[Passage to read]

= Centipede mathematics =

Mathematical study

Centipede mathematics is a term used, sometimes derogatorily, to describe the generalization and study of mathematical objects satisfying progressively fewer and fewer restrictions. This type of study is likened to studying how a centipede behaves when its legs are removed one by one.

Algebraic structures between magmas and groups.

The term is attributed to Polish mathematician Antoni Zygmund. Zygmund is said to have described the metaphor of the centipede thus: "You take a centipede and pull off ninety-nine of its legs and see what it can do." Thus, Zygmund has been known by many mathematicians as the "Centipede Surgeon".

The study of semigroups is cited as an example of doing centipede mathematics. One starts with the notion of an abelian group. First delete the commutativity restriction to obtain the concept of a group. The restriction of existence of inverses is then removed. This produces a monoid. If one now removes the restriction regarding the existence of identity, the resulting object turns out to be a semigroup. Still more legs can be removed. If the associativity restriction is also discarded one gets a magma or a groupoid. The restrictions that define an abelian group may be removed in different orders also. The study of ternary ring has been cited as an example of centipede mathematics. The progressive removal of axioms of Euclidean geometry and studying the resulting geometrical objects also illustrate the methodology of centipede mathematics.

The following quote summarises the value and usefulness of the concept: "The term 'centipede mathematics' is new to me, but its practice is surely of great antiquity. The binomial theorem (tear off the leg that says that the exponent has to be a natural number) is a good example. A related notion is the importance of good notation and the importance of overloading, aka abuse of language, to establish useful analogies." — Gavin Wraith.

[/Passage to read]
[Record set]

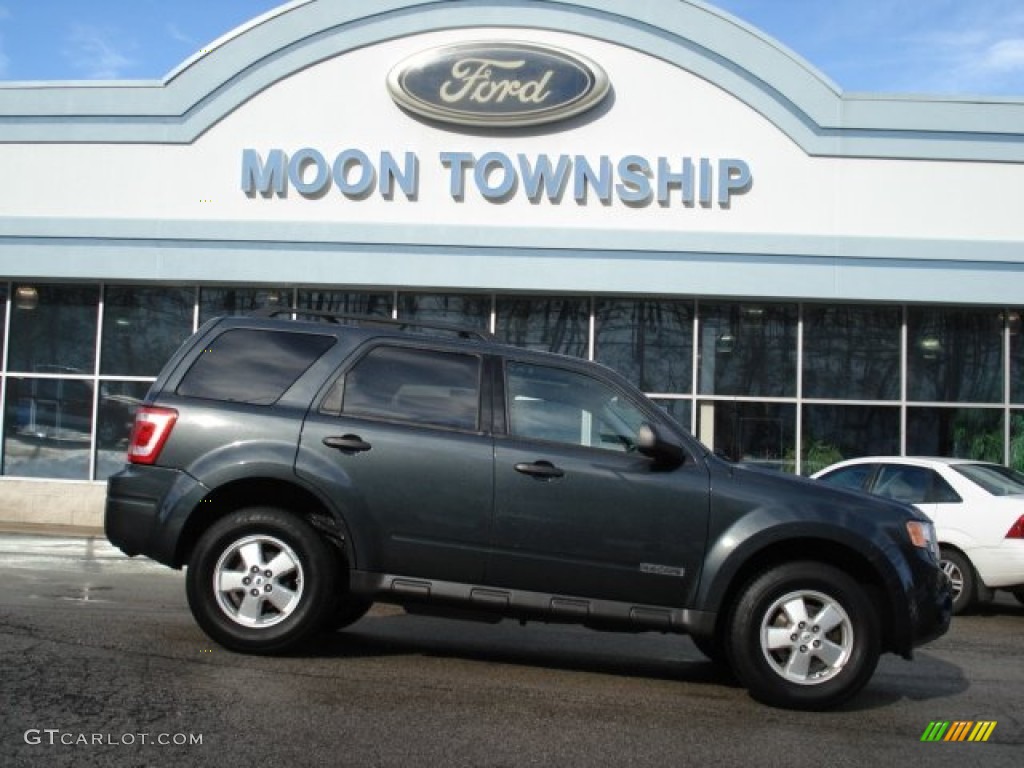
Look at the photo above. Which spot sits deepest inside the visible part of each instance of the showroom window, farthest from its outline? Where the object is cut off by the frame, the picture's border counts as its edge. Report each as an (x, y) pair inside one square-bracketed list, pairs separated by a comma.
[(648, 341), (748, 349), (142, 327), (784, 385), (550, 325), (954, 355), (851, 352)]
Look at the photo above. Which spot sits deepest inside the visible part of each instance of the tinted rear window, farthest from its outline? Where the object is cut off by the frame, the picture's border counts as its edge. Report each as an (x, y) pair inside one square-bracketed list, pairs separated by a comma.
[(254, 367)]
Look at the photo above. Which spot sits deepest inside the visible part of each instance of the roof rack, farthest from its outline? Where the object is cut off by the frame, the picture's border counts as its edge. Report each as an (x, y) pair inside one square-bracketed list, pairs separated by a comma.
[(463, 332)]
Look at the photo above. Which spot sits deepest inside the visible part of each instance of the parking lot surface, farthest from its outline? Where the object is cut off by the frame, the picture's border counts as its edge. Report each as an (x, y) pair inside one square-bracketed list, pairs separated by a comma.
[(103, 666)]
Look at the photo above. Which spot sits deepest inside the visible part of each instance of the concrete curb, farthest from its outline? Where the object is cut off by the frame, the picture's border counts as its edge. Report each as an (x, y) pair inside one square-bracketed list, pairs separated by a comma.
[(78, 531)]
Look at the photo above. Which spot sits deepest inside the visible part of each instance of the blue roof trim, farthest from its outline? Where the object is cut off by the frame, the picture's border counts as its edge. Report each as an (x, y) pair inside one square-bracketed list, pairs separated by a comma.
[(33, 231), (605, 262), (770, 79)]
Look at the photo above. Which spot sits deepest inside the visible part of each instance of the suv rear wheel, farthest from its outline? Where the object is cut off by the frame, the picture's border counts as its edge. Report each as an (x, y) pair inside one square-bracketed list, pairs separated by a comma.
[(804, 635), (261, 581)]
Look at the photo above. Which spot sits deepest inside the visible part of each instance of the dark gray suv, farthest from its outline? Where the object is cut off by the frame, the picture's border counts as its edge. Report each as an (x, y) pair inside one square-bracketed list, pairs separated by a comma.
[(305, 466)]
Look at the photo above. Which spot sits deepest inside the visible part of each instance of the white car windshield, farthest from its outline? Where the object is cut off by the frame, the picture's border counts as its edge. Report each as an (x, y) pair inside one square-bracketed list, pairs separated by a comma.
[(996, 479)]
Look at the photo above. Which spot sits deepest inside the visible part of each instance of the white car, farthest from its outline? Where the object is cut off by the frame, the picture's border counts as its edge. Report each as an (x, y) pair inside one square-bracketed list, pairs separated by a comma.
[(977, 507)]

[/Record set]

▸ **Questions**:
• A. For the centipede mathematics passage, decide whether each statement agrees with it, answering yes or no and quoting the words that settle it: (i) The term is attributed to Antoni Zygmund. (ii) Removing the restriction of existence of inverses from a group yields a semigroup. (iii) The restrictions that define an abelian group can be removed in only one order.
• B. Answer these from the centipede mathematics passage:
(i) By what nickname has Zygmund been known among many mathematicians?
(ii) What does one get when the associativity restriction is also discarded?
(iii) Which theorem does the closing quote offer as a good example?
• C. Duplicate the part of the centipede mathematics passage that opens with the words containing "Centipede mathematics is" and closes with "one by one.".

▸ **Completed exercise**:
• A.
(i) Yes: "The term is attributed to Polish mathematician Antoni Zygmund."
(ii) No: "The restriction of existence of inverses is then removed. This produces a monoid."
(iii) No: "The restrictions that define an abelian group may be removed in different orders also."

• B.
(i) The "Centipede Surgeon"
(ii) A magma or a groupoid
(iii) The binomial theorem

• C.
Centipede mathematics is a term used, sometimes derogatorily, to describe the generalization and study of mathematical objects satisfying progressively fewer and fewer restrictions. This type of study is likened to studying how a centipede behaves when its legs are removed one by one.